> [REQUIRED ACTION 1]:
In the passage about Rothschild and the dinosaurs, from which state did he fly his private plane in?
> [REQUIRED ACTION 2]:
Continue the passage about Rothschild and the barosaur from its last sentence.

> [DOCUMENT EXTRACT]:
____
An energetic man dressed in catalog chinos and a plain dress shirt, its tail mostly out, Rothschild is a descendant of the famous European banking and wine dynasty, and this morning he has flown his private plane in from Pennsylvania to take me on his own tour of the dinosaurs. A medical doctor (of human patients), Rothschild is often sought out these days by paleontologists for his observations about the diseases revealed in bones (the dinosaur kind)—and the subsequent deductions about how these long-extinct creatures might have lived. Thanks to Rothschild, the once obscure field of paleopathology is now bringing a fresh sense of realism to our understanding of ancient life.
"If the animal stood up like that," Rothschild says, "you'd expect to see the same stress fractures that you'd find in a ballet dancer. Stress fractures in the bones of the forefeet. They didn't call them thunder lizards for nothing! Stress fractures should also occur in the lumbar region below the ribs. But they aren't there."
As he looks at the dinosaur's lower back, Rothschild points to his own lumbar region; in his view, the differences between himself, a barosaur, and a ballet dancer are practically marginal. We are all creatures, living and dying, pounding the ground, eating, catching diseases, and recovering from them. The bones of people and dinosaurs endure the history of our actions and allow the acute observer to find, long after our deaths, clues to how our lives were lived.
Amid a crowd of parents piloting strollers through laughing teenagers on school trips, Rothschild pushes toward the rail to make his case against the upright barosaur. "People in the past talked about cardiac requirements for such an action, but the thing that always bothered me was the absence of evidence." Rothschild is Sherlockian by temperament, and like the famous detective in "Silver Blaze," he has found the dog that didn't bark. Still, his discovery—the absence of stress fractures—is good only for disproving the old theory. If the barosaur couldn't rear up on its hind legs, how did it defend itself?
"The ability to whip his tail has been raised," Rothschild says. From the intonation in his voice, it's clear that he is not buying this theory either. "There's a claw in the forefoot," he adds tentatively, then turns silent when he realizes that he is about to plunge straight into an untested theory of his own. Later, he lets it slip out: "The barosaur could have just squatted. That would have gotten his neck out of the way of predators and created a space to wield his front claw."
____
> [RECORDS SUPPLIED]:
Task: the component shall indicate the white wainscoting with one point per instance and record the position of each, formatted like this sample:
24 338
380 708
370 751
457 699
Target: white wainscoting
____
> [ANSWER SPACE 1]:
Pennsylvania

> [ANSWER SPACE 2]:
No modern creature squats defensively, so this is a fairly radical assertion to make about an animal that has been dead for 150 million years. Still, if there is anyone justified in making such assertions, it is Rothschild. In fact, there is some evidence to back up his idea: At least one sauropod fossil displays an injury suggesting that it was attacked by a predator while crouched in a squatting position. "I think the evidence that these dinosaurs squatted is being written up now," he says before adding modestly, "I'm involved."
In the sideline world of paleopathology, Rothschild is a star, the coauthor of some 600 papers. In outward appearance, however, he is your average rheumatologist, with one practice at the Arthritis Center in Lawrence, Kansas, and another at the Arthritis Center of Northeast Ohio, in Youngstown. His life took a turn toward the nonaverage in the early 1980s, when a colleague innocently asked him to examine a fossil of a diseased marine lizard to identify what ailed it—something he regularly does for his living Homo sapiens patients—and Rothschild got hooked. Since then, he has become the go-to guy for anyone trying to identify a deposit or scar on a bone fossil that might suggest an ancient ailment. Once a week or so, Rothschild fields a call or an e-mail from another part of the world asking him to interpret a relic bone that exhibits some kind of intriguing anomaly.